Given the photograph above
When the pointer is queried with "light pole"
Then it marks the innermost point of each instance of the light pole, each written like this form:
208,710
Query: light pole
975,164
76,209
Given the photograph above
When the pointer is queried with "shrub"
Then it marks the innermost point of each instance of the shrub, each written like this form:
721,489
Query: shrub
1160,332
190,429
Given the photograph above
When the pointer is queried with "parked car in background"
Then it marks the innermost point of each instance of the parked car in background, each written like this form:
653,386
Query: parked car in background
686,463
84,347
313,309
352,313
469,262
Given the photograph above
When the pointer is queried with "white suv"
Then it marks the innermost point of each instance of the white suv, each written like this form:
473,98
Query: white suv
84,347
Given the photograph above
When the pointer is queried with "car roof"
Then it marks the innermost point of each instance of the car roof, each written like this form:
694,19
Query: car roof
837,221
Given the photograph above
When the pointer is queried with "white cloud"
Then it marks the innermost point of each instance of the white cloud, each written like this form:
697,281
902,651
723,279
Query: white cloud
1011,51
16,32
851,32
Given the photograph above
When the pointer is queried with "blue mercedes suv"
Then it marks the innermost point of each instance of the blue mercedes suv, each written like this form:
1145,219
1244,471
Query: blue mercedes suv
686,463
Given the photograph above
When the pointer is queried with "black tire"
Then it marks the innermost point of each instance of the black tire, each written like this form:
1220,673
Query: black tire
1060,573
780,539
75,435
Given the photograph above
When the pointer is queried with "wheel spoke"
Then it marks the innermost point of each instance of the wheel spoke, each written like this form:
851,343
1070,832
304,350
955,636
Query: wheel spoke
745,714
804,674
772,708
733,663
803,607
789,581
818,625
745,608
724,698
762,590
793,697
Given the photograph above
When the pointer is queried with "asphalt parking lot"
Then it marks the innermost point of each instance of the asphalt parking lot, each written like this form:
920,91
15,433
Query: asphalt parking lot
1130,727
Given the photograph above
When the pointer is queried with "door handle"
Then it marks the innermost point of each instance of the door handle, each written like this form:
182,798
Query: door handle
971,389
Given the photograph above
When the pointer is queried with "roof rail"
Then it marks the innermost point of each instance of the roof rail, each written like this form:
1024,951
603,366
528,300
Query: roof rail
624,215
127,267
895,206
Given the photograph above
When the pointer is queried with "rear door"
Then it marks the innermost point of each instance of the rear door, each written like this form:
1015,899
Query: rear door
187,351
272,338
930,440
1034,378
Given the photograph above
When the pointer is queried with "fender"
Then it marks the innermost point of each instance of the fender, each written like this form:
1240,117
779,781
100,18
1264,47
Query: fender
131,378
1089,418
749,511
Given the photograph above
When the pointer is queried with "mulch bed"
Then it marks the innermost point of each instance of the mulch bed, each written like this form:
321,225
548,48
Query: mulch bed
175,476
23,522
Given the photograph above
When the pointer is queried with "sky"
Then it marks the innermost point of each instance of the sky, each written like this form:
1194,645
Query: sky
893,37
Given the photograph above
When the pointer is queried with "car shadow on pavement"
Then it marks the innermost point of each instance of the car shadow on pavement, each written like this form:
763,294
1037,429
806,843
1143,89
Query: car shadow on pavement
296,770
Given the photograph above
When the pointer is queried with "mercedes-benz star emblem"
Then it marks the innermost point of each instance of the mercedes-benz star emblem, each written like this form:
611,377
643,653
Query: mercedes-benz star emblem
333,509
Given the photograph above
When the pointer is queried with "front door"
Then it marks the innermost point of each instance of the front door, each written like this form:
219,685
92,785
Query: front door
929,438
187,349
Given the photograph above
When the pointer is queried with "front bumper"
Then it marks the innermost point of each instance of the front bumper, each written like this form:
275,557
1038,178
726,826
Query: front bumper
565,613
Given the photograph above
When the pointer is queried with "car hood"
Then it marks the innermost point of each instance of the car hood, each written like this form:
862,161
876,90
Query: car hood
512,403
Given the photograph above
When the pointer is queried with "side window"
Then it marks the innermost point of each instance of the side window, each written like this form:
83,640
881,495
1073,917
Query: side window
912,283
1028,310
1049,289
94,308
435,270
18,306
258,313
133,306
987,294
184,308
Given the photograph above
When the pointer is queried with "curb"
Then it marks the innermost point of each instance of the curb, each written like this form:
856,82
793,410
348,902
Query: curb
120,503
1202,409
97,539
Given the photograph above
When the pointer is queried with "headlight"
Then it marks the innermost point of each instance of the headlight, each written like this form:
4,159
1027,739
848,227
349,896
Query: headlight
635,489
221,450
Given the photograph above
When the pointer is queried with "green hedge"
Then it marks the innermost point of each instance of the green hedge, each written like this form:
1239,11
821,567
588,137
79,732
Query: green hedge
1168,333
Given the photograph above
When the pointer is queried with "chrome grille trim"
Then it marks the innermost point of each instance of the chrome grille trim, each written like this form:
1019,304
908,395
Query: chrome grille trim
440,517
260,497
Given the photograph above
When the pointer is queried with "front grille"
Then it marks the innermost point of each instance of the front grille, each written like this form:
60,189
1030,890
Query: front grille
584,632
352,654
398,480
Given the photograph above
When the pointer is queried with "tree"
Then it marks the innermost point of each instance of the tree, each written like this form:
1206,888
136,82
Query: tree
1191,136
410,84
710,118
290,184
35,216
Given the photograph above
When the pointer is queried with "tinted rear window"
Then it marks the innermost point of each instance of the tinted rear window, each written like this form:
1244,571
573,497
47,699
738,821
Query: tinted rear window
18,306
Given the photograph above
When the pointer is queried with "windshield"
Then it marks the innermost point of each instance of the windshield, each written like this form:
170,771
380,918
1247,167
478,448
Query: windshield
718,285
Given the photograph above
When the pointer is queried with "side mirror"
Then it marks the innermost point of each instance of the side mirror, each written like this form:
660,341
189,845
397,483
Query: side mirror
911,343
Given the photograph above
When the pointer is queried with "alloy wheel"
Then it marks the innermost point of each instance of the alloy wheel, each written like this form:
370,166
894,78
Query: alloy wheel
========================================================================
_Exercise objective_
Take the entries above and copy them out exactly.

_Output for this exercise_
Given the photograph above
When the pointer is queried with "light pole"
Then it marks the innermost point of each instance of the light pole, each written like this form:
208,710
Query: light pole
975,164
76,209
Given the photograph above
When the pointer is queried with "shrub"
Then it marks the innermost point of each instance of the shrub, each written like this form:
721,489
Query: shrub
1160,332
190,429
Given the photograph above
When the pointer is queried with "parked car in background"
Then it marks the innermost point of each instance of the parked car in background, each written like this form:
653,386
Query: parked car in background
686,463
84,347
313,309
352,313
469,262
Given the photograph above
When the pointer is queried with "white suv"
Then it marks the innermost point of each instance of the white suv, each written like this form:
473,98
Query: white suv
84,347
Given the photograph above
When the pointer is queried with "car roof"
Then it marks the innermost point of each instance of the car roof, each written like this form:
694,19
Query: car roof
837,221
Given the photograph above
When the pointer is queried with "white cloud"
Then it marks the innermost point of each instance of the white cloud, each written like this form:
697,281
902,651
723,279
Query: white cloud
1011,51
16,32
851,32
Given the photograph above
When the pointer is queried with "blue mercedes suv"
Then it marks the innermost point of each instance of the blue mercedes suv, each written like this form:
1145,219
1244,471
Query: blue mercedes suv
686,463
Given the photograph above
When the pointer is queried with "black tire"
Then it marks the innermost point of each instance of the black tire, each written like this form:
1220,673
Query: black tire
1060,573
780,539
75,435
Given the photograph above
When the pointer is queried with "wheel spoke"
Then it marks the innermost point of each instance of the wheel spoke, each written like this form:
851,343
1070,832
304,350
955,636
Query: wheel spoke
745,714
804,674
772,708
733,663
803,607
789,581
818,625
745,608
724,698
762,590
793,697
Given the photograph above
When the pointer is queried with "asphalt parking lot"
Then it marks the innermost point of each instance of the asphalt parking lot, each written like this form:
920,91
15,433
Query: asphalt parking lot
1130,727
Given the photograph above
When the pointer is queried with "door handle"
Then it marks the innermost point of each instance of the door handle, each written like this form:
182,798
Query: door handle
971,389
Given the photograph above
When the pointer is queried with "roof rail"
Then it marks the innermost point of each instance of the roof rail, each written like this form:
1024,951
603,366
528,300
Query: roof rail
624,215
127,267
895,206
Given the photograph above
When the pointer is queried with "rear door"
Then it marks the innermost point of each instance of the rear door, each written like this form:
1015,899
Query: rear door
187,351
272,338
930,440
1034,378
Given the photograph above
When the pointer is queried with "fender"
Then it marks the innermost point of each instance of the fender, each written like this form:
1240,117
779,781
100,18
1264,47
Query: fender
131,378
1089,418
749,511
Given the photograph above
When the pointer is queried with "mulch bed"
Then it marks the innermost point of each instance of the mulch bed, each written like this form:
321,225
548,48
Query: mulch bed
175,476
23,522
Given the photograph above
When the pointer is queried with "sky"
Then it marks the innermost point of each instance of the sky, each written like this form:
1194,645
Query: sky
893,37
Given the photograph above
When the pointer is queried with "car shadow on pavement"
Then it marks the innermost point of each instance of the car shadow on pavement, each written like this form:
763,294
1037,429
806,843
1143,89
Query: car shadow on pavement
296,770
Given the photograph above
When the pointer is queried with "mercedes-benz star emblem"
Then it marks the innermost point of each instance of the mercedes-benz star emblem, each written like this form:
611,377
643,653
Query: mercedes-benz star emblem
333,509
Given the photograph above
When the pointer is queried with "front door"
Then it marks the innermost point of each instance of the front door, each written like this form:
219,685
92,785
Query: front door
929,438
187,349
Given the photograph above
When the pointer is queried with "front bumper"
Then it marks the innermost point of each instance of the front bumper, each written like this form:
275,557
1038,178
726,826
Query: front bumper
565,613
Given the photograph above
When the pointer is queried with "car hood"
Then it marks the innermost point of each instance of the car hood, each written like this form:
862,161
876,90
Query: car hood
512,403
Given the photograph above
When the pointer is queried with "side window"
Then it marks the innermost point of each instance of the side window, each written like this form:
83,640
881,495
1073,917
Query: side window
912,283
1028,310
1049,289
94,308
435,270
18,306
258,313
133,306
987,294
184,308
Given the photograph above
When the pointer is queried with "curb"
Then it marks the innermost point of each instance of the curb, each written like this form:
856,82
793,410
348,902
Query: curb
120,503
1202,409
97,539
Given the photograph above
When the pointer is queried with "headlight"
Then it marks the innermost point of each instance of the headlight, each written like this form:
4,159
1027,739
848,227
349,896
Query: headlight
635,489
221,450
Given the photograph above
When the pointer is queried with "green hedge"
Then it marks the innermost point of each instance of the green hedge, each written like this form:
1239,11
821,567
588,137
79,732
Query: green hedge
1168,333
Given the photograph above
When the pointer is queried with "chrome grille trim"
Then it marks the innermost point of each instance of the chrome grille trim, each written like this form:
1019,304
908,395
Query: chrome grille trim
440,517
260,497
Given the photograph above
When the pointer is queried with "front grille"
Then it marks the innermost point of each instance of the front grille, each written like this form:
60,189
1030,890
Query: front grille
584,632
352,654
398,480
Given the photograph above
When the pointer is queried with "tree"
Then it marks the innermost point of each instance of the tree, each written like this form:
1206,888
136,82
Query: tree
1191,136
410,84
710,118
290,184
35,216
Given the photograph above
When the pointer is queried with "tinted rear window"
Then it marks the innermost point of each instance of the tinted rear window, each written like this form:
1244,571
573,497
47,699
738,821
Query: tinted rear window
18,306
Given the photograph above
When the pointer is queried with "windshield"
Then it marks the innermost point of each instance of the windshield, each written like this form:
170,771
380,918
1247,167
478,448
Query: windshield
718,285
Given the photograph above
When the pointer is queried with "side mirror"
Then it marks the innermost point of each instance of the side mirror, each written like this form:
660,341
189,845
397,483
Query: side mirror
911,343
Given the photograph above
When the pointer is queried with "alloy wheel"
Then it marks the innermost point of each instance of the alloy wheel, each written like this form:
370,166
894,78
Query: alloy wheel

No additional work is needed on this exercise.